(In einem Datensatz aufgeführte Einträge)
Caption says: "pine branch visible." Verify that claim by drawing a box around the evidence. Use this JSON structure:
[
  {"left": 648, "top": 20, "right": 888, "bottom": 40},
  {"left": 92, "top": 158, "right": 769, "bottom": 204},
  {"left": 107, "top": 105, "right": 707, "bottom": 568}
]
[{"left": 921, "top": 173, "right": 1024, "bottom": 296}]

Was verlangt ist :: Bearbeite die obigen Zeilen, indem du „pine branch“ durch „spruce branch“ ersetzt und alles Übrige unverändert lässt.

Schriftliche Antwort ::
Caption says: "spruce branch visible." Verify that claim by drawing a box around the evidence. Use this JSON structure:
[
  {"left": 648, "top": 20, "right": 888, "bottom": 40},
  {"left": 92, "top": 158, "right": 769, "bottom": 204},
  {"left": 107, "top": 105, "right": 707, "bottom": 568}
]
[{"left": 921, "top": 173, "right": 1024, "bottom": 296}]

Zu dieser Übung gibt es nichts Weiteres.